Begin Provided material

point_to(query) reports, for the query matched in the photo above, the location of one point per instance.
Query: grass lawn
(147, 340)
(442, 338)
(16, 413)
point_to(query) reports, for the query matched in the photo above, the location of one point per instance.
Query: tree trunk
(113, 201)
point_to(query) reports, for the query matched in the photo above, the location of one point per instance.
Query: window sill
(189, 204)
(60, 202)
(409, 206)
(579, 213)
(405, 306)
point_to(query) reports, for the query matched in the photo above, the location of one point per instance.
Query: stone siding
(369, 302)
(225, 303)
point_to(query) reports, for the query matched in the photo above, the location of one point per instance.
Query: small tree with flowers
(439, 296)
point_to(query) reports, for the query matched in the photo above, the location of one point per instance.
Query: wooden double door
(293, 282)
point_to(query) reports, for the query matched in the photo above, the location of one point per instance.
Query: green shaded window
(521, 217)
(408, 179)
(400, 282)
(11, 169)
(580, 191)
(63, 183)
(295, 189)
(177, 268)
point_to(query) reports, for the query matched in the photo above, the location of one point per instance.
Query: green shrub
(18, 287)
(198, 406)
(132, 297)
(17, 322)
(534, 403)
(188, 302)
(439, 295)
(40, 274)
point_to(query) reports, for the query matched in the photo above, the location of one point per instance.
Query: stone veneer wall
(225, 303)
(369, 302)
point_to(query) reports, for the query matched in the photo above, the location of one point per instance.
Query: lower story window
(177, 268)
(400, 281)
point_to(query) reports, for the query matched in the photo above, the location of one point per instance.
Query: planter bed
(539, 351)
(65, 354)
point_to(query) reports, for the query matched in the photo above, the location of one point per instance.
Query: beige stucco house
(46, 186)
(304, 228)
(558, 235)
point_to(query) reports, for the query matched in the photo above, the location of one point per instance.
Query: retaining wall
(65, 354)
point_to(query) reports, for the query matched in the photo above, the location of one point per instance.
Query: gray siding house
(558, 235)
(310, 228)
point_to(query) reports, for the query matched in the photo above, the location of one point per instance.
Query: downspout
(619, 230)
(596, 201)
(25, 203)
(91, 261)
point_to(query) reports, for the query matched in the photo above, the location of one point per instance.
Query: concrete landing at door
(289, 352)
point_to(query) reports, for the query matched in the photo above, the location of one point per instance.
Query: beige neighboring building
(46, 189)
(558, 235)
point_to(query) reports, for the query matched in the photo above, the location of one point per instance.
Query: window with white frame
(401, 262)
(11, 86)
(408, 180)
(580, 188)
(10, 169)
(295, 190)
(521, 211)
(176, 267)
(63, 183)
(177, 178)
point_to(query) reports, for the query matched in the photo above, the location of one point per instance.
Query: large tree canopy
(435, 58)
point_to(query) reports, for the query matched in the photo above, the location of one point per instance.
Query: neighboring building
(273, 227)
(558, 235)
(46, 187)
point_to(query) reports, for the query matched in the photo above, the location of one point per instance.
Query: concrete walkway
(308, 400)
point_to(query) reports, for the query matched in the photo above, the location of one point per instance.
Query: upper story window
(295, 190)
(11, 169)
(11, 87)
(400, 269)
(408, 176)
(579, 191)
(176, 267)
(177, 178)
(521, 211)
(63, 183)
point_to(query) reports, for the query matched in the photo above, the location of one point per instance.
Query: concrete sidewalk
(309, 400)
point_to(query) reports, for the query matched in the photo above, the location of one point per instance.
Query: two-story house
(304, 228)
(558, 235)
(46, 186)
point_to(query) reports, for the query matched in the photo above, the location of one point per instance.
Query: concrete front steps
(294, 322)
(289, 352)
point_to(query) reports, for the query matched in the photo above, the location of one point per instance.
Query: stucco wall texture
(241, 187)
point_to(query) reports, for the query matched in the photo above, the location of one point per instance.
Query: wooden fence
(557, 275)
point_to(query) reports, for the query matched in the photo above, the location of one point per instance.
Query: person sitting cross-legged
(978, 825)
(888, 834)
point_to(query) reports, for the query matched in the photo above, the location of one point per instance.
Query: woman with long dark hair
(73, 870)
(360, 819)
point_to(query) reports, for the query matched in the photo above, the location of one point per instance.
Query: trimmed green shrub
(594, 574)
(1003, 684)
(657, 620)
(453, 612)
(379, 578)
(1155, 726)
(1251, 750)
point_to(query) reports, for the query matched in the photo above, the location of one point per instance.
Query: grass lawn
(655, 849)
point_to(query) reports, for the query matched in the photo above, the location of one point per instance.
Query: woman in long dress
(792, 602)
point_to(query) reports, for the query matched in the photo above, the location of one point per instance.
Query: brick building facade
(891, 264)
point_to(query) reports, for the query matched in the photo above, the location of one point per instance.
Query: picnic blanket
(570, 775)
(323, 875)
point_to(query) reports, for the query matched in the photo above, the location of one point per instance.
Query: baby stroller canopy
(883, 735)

End Provided material

**Problem details**:
Reproduce every line of the data verbatim.

**Answer in full**:
point_to(query) reports, for the query matched in the photo above, the location of one point per instance.
Query: grass lawn
(147, 340)
(442, 338)
(16, 413)
point_to(query) reports, for the query matched in the photo above, the location of one point per instance.
Query: tree trunk
(113, 201)
point_to(query) reports, for the query matched in the photo above, the location of one point per instance.
Query: window sill
(189, 204)
(60, 202)
(409, 206)
(579, 213)
(405, 306)
point_to(query) reports, for the query matched in the photo above, the location of one point per instance.
Query: stone siding
(369, 302)
(225, 303)
point_to(query) reports, for the query matched in the photo above, the location of one point per instance.
Query: small tree with flowers
(439, 296)
point_to(query) reports, for the query matched in the photo above, the location of one point per instance.
Query: wooden double door
(293, 282)
point_to(query) reports, for the query matched in the photo above, the location of one point per instance.
Query: green shaded window
(521, 217)
(408, 179)
(400, 282)
(11, 169)
(580, 191)
(63, 183)
(295, 189)
(177, 268)
point_to(query) reports, for the query matched in the photo above, the location of one point per instance.
Query: green shrub
(18, 287)
(198, 406)
(132, 297)
(17, 322)
(534, 403)
(188, 302)
(439, 295)
(40, 274)
point_to(query) reports, for the query matched in the photo above, the location of one point per instance.
Query: stone veneer wall
(225, 303)
(369, 302)
point_to(query) reports, for the query matched in the photo above, the location of one point per instance.
Query: lower story window
(177, 268)
(400, 281)
point_to(query) reports, for the query matched in the photo above, the location of one point per instance.
Query: planter bed
(539, 351)
(65, 354)
point_to(query) reports, for the query matched in the photo above, the location of one point per instance.
Query: beige stucco house
(46, 186)
(304, 228)
(558, 235)
point_to(query) reports, for the query matched in the photo above, the location of one point per instance.
Query: retaining wall
(65, 354)
point_to(query) reports, for the query matched in the photo above, the location of one point per instance.
Query: gray siding house
(558, 235)
(310, 228)
point_to(query) reports, for the query matched in the photo above, the location of one point per instance.
Query: downspout
(619, 230)
(596, 201)
(25, 203)
(91, 261)
point_to(query) reports, for the query matched in the photo above, the location of one point per instance.
Query: concrete landing at door
(289, 352)
point_to(query) reports, for the query matched in the photo above, the location of one point per instance.
Query: beige neighboring building
(46, 189)
(558, 235)
point_to(query) reports, for the query matched in the photo above, the location of one point per instance.
Query: window with white frame
(401, 262)
(11, 86)
(408, 180)
(580, 188)
(10, 169)
(295, 190)
(521, 211)
(176, 267)
(63, 183)
(177, 178)
point_to(query) reports, for the query matched in the photo above, the location of one point per instance.
Query: large tree canopy
(435, 58)
point_to(query) reports, for the query matched in the photo above, the location of one point per instance.
Query: neighboring building
(273, 227)
(558, 235)
(46, 187)
point_to(query) reports, for the query matched in the photo above, the location of one point per instance.
Query: concrete walkway
(308, 400)
point_to(query) reports, for the query matched in the photo above, the location of one point per instance.
Query: upper story window
(295, 190)
(11, 169)
(11, 87)
(400, 269)
(408, 176)
(579, 191)
(176, 267)
(177, 178)
(521, 211)
(63, 183)
point_to(query) reports, for the query matched in the photo above, the location of one point per instance.
Query: concrete sidewalk
(309, 400)
point_to(query) reports, for the query matched in the photo above, the location of one point per instance.
Query: two-story house
(304, 228)
(558, 235)
(46, 186)
point_to(query) reports, for the query matched in the photo above, the location of one point per instance.
Query: concrete front steps
(294, 322)
(289, 352)
point_to(query) reports, for the query matched in the photo above, the location of one point per instance.
Query: stucco wall texture
(241, 187)
point_to(query) reports, for the query matched in the photo above, the location of one point per instance.
Query: wooden fence
(557, 275)
point_to(query) reports, for the query matched in the photo above, the location of one point per instance.
Query: person sitting cross-legged
(978, 825)
(888, 834)
point_to(query) reports, for the query matched in the photo above, the location of one point per instance.
Query: woman with long dark hair
(73, 870)
(360, 819)
point_to(query) reports, for the query matched in the photo above, the location of one point per instance.
Query: trimmed green shrub
(594, 574)
(1003, 684)
(657, 620)
(453, 612)
(379, 578)
(1155, 726)
(1251, 750)
point_to(query) reports, for the query matched in the photo above, the location of one point per instance.
Query: grass lawn
(655, 849)
point_to(query) reports, for the query matched in the photo above, the location of one point per instance.
Query: woman in long dress
(792, 602)
point_to(query) reports, for the query matched in the photo above, the location of one point per instance.
Query: brick building facade
(891, 264)
point_to(query) reports, for the query matched in the photo above, the location of one point per instance.
Query: picnic blanket
(570, 775)
(323, 875)
point_to(query) reports, for the query matched in the photo above, the location of one point per instance.
Query: baby stroller canopy
(883, 735)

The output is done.